◆ READING PASSAGE
A recent World Economic Forum research paper highlighted that the future of work for the next generation will look very different. The rise of Artificial Intelligence, Machine Learning and Automatisation will have a significant impact on the employment prospects for our children.
In this short keynote delivered to an enthralled audience at EY, clinical and corporate psychologist and global expert in emotional intelligence, Dr Martyn Newman highlights that the coming widespread adoption of these new technologies will have a negative effect on the jobs market.
In short, computers will be able to do more of the work that humans had previously done. Now whilst Dr Newman notes that there will be requirements for skills aligned to those technologies, the most important growth area will be around very human competencies:
“Overall, social skills—such as persuasion, emotional intelligence, collaboration and teaching others—will be in higher demand across industries than narrow technical skills, such as programming or equipment operation and control.”
But this does beg the question are we preparing those entering the workforce with the full spectrum of necessary skills to equip them for this new world of work?
In this captivating keynote, Dr Newman highlights that the growth in the jobs market will not come from trying to compete with machines, but to concentrate on the skills that machines can’t do. He describes the need for Process skills such as: active listening, empathy, self-awareness and others; Social skills such as: collaborating with others, negotiation, and persuasion.
These are the skills of Emotional Intelligence and he goes on to describe the latest science and technologies to measure Emotional Intelligence and also how to develop the skills in young people and high potential leaders.

Items listed in a dataset
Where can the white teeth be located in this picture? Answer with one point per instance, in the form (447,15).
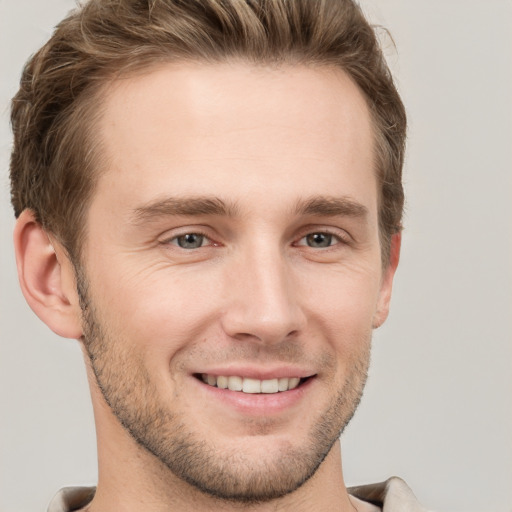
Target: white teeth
(222,382)
(235,383)
(248,385)
(251,385)
(269,386)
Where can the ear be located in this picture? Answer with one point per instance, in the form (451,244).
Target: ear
(388,274)
(46,277)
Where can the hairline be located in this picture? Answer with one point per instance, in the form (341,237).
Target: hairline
(97,95)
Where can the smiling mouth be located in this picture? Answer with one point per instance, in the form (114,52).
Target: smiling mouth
(252,386)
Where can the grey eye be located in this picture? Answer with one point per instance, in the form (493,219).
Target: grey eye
(319,240)
(190,241)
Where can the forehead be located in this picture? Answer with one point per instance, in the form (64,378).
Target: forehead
(200,129)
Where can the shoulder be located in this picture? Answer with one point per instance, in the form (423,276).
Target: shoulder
(71,498)
(392,495)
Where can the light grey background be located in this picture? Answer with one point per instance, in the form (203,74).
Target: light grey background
(438,408)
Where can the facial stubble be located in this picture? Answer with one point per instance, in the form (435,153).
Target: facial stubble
(231,475)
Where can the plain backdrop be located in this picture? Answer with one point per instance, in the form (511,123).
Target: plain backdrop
(438,406)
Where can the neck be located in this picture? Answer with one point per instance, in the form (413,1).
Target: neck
(130,484)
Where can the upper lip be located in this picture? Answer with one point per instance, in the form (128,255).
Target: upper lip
(252,372)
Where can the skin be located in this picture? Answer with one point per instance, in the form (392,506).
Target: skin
(287,152)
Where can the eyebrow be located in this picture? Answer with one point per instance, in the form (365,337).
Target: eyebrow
(186,206)
(330,206)
(323,206)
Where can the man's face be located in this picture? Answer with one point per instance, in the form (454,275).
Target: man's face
(234,239)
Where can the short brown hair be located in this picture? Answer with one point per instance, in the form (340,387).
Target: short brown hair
(55,159)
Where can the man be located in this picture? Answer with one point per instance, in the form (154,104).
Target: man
(209,199)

◆ WORK ORDER
Reproduce the full article about emotional intelligence and the future of work, word for word. These rows were taken from a separate source and have no connection to the article about emotional intelligence and the future of work.

◆ EXERCISE OUTPUT
A recent World Economic Forum research paper highlighted that the future of work for the next generation will look very different. The rise of Artificial Intelligence, Machine Learning and Automatisation will have a significant impact on the employment prospects for our children.
In this short keynote delivered to an enthralled audience at EY, clinical and corporate psychologist and global expert in emotional intelligence, Dr Martyn Newman highlights that the coming widespread adoption of these new technologies will have a negative effect on the jobs market.
In short, computers will be able to do more of the work that humans had previously done. Now whilst Dr Newman notes that there will be requirements for skills aligned to those technologies, the most important growth area will be around very human competencies:
“Overall, social skills—such as persuasion, emotional intelligence, collaboration and teaching others—will be in higher demand across industries than narrow technical skills, such as programming or equipment operation and control.”
But this does beg the question are we preparing those entering the workforce with the full spectrum of necessary skills to equip them for this new world of work?
In this captivating keynote, Dr Newman highlights that the growth in the jobs market will not come from trying to compete with machines, but to concentrate on the skills that machines can’t do. He describes the need for Process skills such as: active listening, empathy, self-awareness and others; Social skills such as: collaborating with others, negotiation, and persuasion.
These are the skills of Emotional Intelligence and he goes on to describe the latest science and technologies to measure Emotional Intelligence and also how to develop the skills in young people and high potential leaders.